## What you need to do
Quote precisely the final stretch of the listing: start at the line containing "POST /point" and stop after the last line.

Point-based annotation data
####################

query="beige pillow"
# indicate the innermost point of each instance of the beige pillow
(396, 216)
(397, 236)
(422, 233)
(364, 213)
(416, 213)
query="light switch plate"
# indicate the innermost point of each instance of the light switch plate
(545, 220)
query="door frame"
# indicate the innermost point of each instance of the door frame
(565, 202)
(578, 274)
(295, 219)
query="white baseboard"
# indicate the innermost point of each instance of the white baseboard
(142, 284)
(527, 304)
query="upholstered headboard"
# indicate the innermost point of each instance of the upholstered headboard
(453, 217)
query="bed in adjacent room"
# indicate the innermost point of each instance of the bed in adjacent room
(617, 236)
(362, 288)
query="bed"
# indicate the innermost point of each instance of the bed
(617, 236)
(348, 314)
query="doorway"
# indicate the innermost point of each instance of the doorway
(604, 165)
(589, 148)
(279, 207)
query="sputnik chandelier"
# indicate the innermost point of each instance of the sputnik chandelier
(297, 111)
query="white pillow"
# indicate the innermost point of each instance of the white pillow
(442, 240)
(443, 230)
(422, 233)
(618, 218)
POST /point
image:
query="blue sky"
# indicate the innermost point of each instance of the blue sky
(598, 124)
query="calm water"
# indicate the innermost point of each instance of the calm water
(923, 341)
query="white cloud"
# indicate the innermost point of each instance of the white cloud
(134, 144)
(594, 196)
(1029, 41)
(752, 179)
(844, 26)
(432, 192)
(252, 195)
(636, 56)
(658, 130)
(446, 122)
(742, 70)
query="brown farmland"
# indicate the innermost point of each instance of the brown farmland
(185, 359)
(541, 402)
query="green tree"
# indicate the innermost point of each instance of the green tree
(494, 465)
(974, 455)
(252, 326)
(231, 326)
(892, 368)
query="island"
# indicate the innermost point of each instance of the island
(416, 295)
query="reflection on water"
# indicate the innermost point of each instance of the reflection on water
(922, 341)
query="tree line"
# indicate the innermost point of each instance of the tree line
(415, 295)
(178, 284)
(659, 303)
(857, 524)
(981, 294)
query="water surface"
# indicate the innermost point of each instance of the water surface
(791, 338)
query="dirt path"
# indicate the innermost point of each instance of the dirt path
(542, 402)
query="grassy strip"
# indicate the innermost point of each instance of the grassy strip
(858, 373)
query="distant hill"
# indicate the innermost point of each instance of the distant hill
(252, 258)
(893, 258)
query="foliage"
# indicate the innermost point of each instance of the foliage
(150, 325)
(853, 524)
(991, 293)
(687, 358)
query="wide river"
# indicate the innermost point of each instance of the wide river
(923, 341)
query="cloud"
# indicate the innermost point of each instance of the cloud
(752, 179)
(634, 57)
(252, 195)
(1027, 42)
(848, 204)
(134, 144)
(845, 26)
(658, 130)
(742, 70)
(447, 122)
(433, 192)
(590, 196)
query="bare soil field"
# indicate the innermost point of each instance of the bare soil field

####################

## Output
POST /point
image:
query="blue sky"
# indicate the innermost point of each instance of the blue sky
(598, 124)
query="calm water"
# indicate the innermost point of each instance of the calm water
(923, 341)
query="white cloud"
# indicate the innermost point of each instance of the white cloud
(134, 144)
(594, 196)
(1029, 41)
(752, 179)
(844, 26)
(432, 192)
(252, 195)
(636, 56)
(658, 130)
(446, 122)
(742, 70)
query="brown farmland"
# indicate the innermost point of each instance of the brown farmland
(185, 359)
(541, 402)
query="green tree"
# indicate the innermost point of each instance of the green tree
(494, 465)
(974, 455)
(252, 326)
(231, 326)
(892, 368)
query="island"
# indicate the innermost point of each instance of the island
(416, 295)
query="reflection on water"
# indicate the innermost point of each instance of the reflection on water
(922, 341)
query="tree line"
# indicate the innermost point of each instance of the tree line
(415, 295)
(178, 284)
(659, 303)
(857, 524)
(981, 294)
query="water surface"
# indicate the innermost point of each instance of the water surface
(791, 338)
query="dirt path"
# indicate the innermost point of each instance of the dirt path
(542, 402)
query="grassy strip"
# indicate the innermost point of each instance of the grassy strip
(858, 373)
query="distant hill"
# indicate the innermost point of each instance of the distant hill
(252, 258)
(893, 258)
query="foliage"
# indicate the innermost point of each instance of the foliage
(150, 325)
(853, 524)
(991, 293)
(687, 358)
query="wide river"
# indicate the innermost point of each instance of the wide river
(923, 341)
query="cloud"
# indicate the innermost point of each instance of the cloud
(752, 179)
(634, 57)
(252, 195)
(1027, 42)
(848, 204)
(134, 144)
(845, 26)
(658, 130)
(742, 70)
(447, 122)
(433, 192)
(590, 196)
query="bare soil field"
# indicate the innermost point of each instance of the bare soil field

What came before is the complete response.